--- BEGIN Stored data ---

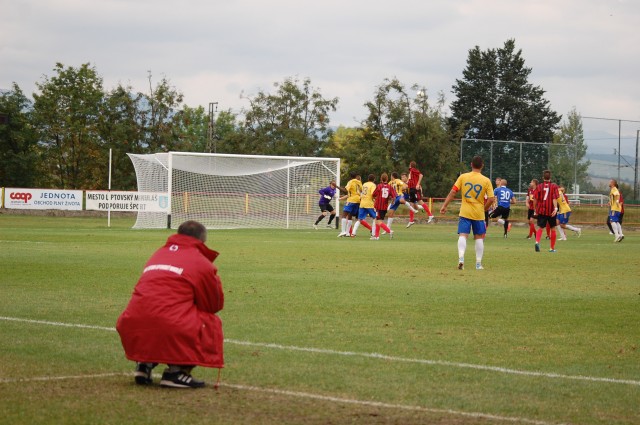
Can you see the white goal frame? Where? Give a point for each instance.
(225, 191)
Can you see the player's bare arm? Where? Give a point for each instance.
(450, 196)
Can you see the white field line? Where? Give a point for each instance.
(377, 404)
(372, 356)
(62, 378)
(299, 394)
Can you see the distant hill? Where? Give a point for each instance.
(605, 167)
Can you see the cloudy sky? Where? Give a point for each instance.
(583, 53)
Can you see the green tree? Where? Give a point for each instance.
(292, 121)
(17, 140)
(361, 150)
(121, 131)
(496, 101)
(566, 159)
(66, 114)
(159, 108)
(412, 129)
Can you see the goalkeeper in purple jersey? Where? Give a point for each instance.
(326, 196)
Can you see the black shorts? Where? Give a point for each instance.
(501, 212)
(414, 196)
(326, 207)
(543, 220)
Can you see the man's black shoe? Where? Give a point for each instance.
(143, 373)
(180, 380)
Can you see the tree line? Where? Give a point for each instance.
(62, 137)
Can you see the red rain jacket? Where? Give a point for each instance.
(171, 315)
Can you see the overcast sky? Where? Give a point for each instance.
(583, 53)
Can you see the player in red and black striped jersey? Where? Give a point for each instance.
(545, 202)
(415, 193)
(382, 196)
(531, 212)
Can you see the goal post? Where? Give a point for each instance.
(225, 191)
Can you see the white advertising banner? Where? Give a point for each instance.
(102, 200)
(42, 199)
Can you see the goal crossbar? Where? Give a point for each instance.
(233, 191)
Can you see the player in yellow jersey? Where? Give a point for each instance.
(615, 209)
(350, 210)
(366, 205)
(473, 187)
(564, 212)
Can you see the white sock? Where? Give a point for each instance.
(355, 227)
(614, 226)
(462, 247)
(561, 230)
(479, 250)
(617, 229)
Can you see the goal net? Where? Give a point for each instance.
(224, 191)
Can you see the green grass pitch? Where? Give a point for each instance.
(324, 330)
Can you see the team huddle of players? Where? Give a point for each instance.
(364, 200)
(548, 206)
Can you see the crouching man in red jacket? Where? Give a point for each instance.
(171, 317)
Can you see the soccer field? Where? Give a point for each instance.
(322, 330)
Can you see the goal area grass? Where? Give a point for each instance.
(320, 329)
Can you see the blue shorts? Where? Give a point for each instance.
(396, 203)
(351, 208)
(614, 216)
(366, 212)
(465, 226)
(564, 218)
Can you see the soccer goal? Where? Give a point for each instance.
(224, 191)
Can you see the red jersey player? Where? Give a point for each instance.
(545, 201)
(382, 196)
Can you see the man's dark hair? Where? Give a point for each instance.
(194, 229)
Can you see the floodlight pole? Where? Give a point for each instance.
(213, 108)
(635, 176)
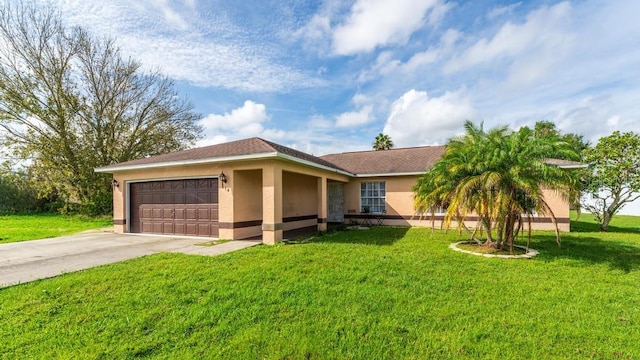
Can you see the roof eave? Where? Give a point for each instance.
(407, 173)
(275, 154)
(117, 168)
(312, 164)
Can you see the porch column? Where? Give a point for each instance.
(225, 205)
(322, 204)
(271, 204)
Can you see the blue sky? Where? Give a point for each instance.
(327, 76)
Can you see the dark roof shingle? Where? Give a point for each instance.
(251, 146)
(394, 161)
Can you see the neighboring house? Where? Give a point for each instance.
(257, 188)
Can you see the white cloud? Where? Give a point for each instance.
(386, 65)
(502, 10)
(374, 23)
(434, 53)
(359, 117)
(243, 122)
(188, 46)
(535, 45)
(417, 119)
(355, 118)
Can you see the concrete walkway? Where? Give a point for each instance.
(38, 259)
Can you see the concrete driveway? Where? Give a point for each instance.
(38, 259)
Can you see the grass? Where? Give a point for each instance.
(14, 228)
(383, 293)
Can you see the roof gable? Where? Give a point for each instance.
(412, 160)
(251, 148)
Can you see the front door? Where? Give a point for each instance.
(335, 199)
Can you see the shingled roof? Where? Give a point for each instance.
(412, 160)
(383, 162)
(247, 148)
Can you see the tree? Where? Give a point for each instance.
(548, 129)
(70, 103)
(498, 176)
(615, 180)
(382, 142)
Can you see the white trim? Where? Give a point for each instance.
(174, 178)
(116, 168)
(127, 210)
(390, 174)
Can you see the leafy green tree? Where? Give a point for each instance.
(500, 176)
(548, 129)
(615, 181)
(382, 142)
(70, 103)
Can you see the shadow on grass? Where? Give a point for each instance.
(382, 236)
(579, 226)
(589, 250)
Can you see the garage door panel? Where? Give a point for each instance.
(191, 229)
(181, 207)
(204, 214)
(146, 214)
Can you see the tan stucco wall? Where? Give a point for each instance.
(247, 199)
(299, 196)
(399, 202)
(265, 191)
(399, 196)
(252, 194)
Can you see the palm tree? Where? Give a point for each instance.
(382, 142)
(498, 176)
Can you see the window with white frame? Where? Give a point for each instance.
(372, 196)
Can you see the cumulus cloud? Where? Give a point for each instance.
(243, 122)
(502, 10)
(529, 49)
(417, 119)
(187, 46)
(373, 23)
(359, 117)
(355, 118)
(387, 65)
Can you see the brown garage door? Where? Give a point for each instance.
(175, 207)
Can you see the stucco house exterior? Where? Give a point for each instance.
(255, 188)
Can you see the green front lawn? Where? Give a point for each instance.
(14, 228)
(386, 293)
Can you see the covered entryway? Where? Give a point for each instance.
(335, 198)
(175, 207)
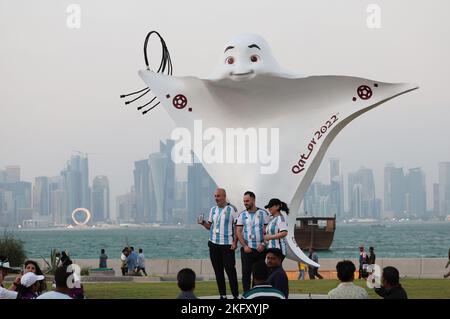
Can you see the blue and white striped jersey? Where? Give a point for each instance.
(276, 225)
(222, 220)
(253, 226)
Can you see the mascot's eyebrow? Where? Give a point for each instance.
(228, 48)
(254, 46)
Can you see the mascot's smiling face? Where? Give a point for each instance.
(244, 57)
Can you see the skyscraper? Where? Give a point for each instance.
(362, 201)
(336, 201)
(394, 191)
(158, 165)
(58, 200)
(100, 199)
(335, 168)
(12, 174)
(169, 196)
(436, 209)
(142, 190)
(75, 183)
(444, 188)
(126, 207)
(317, 201)
(416, 193)
(41, 196)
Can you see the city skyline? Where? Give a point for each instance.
(41, 126)
(158, 196)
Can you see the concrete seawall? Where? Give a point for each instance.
(408, 267)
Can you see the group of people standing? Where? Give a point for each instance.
(31, 283)
(261, 234)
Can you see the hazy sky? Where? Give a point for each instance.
(60, 87)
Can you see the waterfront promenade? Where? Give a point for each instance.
(166, 269)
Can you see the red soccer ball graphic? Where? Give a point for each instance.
(364, 92)
(179, 101)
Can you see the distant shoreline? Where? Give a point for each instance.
(172, 227)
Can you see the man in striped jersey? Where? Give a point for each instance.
(277, 229)
(222, 242)
(250, 231)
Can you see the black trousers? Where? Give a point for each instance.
(222, 257)
(248, 259)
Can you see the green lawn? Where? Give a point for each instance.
(416, 288)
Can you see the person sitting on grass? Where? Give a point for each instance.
(446, 266)
(390, 285)
(347, 289)
(4, 268)
(186, 282)
(62, 291)
(29, 286)
(261, 288)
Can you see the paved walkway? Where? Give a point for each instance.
(291, 296)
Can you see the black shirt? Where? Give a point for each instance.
(278, 279)
(392, 293)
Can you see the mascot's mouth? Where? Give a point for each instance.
(242, 76)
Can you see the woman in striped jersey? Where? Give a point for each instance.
(276, 229)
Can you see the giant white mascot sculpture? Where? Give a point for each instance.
(249, 90)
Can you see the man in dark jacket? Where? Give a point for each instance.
(390, 285)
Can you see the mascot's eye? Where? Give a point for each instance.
(229, 60)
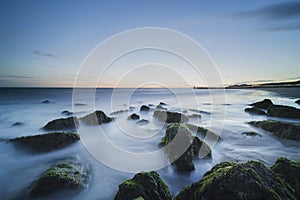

--- END Stored data ---

• _Written task_: Count how many lines in the records above contain the word "blue". Give only the number.

• _Task answer_: 3